Record list:
☆ ☆ ☆

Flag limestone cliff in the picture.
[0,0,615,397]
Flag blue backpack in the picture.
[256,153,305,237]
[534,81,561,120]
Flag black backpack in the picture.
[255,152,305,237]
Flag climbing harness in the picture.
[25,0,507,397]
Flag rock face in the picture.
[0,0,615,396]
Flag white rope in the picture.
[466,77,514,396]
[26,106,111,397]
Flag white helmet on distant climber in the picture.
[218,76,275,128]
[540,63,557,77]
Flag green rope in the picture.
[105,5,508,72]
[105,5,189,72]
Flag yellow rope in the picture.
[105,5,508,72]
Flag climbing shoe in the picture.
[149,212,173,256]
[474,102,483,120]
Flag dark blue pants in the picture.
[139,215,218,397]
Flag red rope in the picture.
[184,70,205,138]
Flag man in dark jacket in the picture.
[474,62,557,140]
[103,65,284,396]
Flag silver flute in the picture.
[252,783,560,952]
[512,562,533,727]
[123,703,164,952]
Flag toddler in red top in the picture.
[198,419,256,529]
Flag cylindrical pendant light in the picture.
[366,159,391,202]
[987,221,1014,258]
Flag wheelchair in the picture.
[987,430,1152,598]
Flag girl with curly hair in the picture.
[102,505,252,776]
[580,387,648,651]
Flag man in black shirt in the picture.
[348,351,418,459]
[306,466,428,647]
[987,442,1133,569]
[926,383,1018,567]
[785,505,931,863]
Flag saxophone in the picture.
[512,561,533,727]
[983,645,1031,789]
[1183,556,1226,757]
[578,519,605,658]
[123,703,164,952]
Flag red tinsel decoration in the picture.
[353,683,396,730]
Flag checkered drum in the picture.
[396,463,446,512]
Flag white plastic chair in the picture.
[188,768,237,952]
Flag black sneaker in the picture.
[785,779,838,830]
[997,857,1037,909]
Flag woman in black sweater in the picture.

☆ ☆ ☆

Problem statement:
Change "rope" to "cord" in the stretch of entries from the line containing "Flag rock face in the picture." through the end of the entries. Return only that stretch, leaving everything else unchanged.

Written answer:
Flag rock face in the picture.
[0,0,615,396]
Flag white cord in the picture.
[466,77,514,396]
[26,106,111,397]
Flag white helmet on distant climber in the picture.
[218,76,275,128]
[540,63,557,77]
Flag green cord in the picture.
[105,5,508,72]
[105,5,189,72]
Flag yellow cord in the picture.
[105,5,508,72]
Flag climbing shoe in the picture.
[149,212,173,256]
[474,102,483,120]
Flag dark blue pants in the picture.
[139,215,218,397]
Flag red cord in the picture.
[184,70,205,138]
Flag man in dark jacket in the picture.
[474,62,557,140]
[103,65,284,396]
Flag silver flute in the picture.
[252,783,560,952]
[512,562,533,727]
[123,703,164,952]
Flag toddler in red top in the picture.
[198,419,256,529]
Flag cylindrical pendant light in the picture.
[366,159,391,202]
[987,221,1014,258]
Flag wheelchair in the picture.
[987,430,1152,598]
Flag girl with curly hair in the picture.
[102,505,252,776]
[580,387,648,651]
Flag man in black shirt in the picture.
[348,351,418,459]
[306,466,428,647]
[987,442,1133,569]
[926,383,1018,567]
[785,505,931,863]
Flag saxophone in the picture.
[512,561,533,727]
[983,645,1031,789]
[1183,556,1226,757]
[578,519,605,658]
[123,703,164,952]
Flag red tinsel decoration in the picture.
[353,683,396,730]
Flag checkered drum in the picture.
[396,463,446,512]
Flag white plastic chair in the picture.
[188,768,237,952]
Flag black sneaker in the picture.
[785,779,838,830]
[997,857,1037,909]
Flag woman in black sweater in the picture.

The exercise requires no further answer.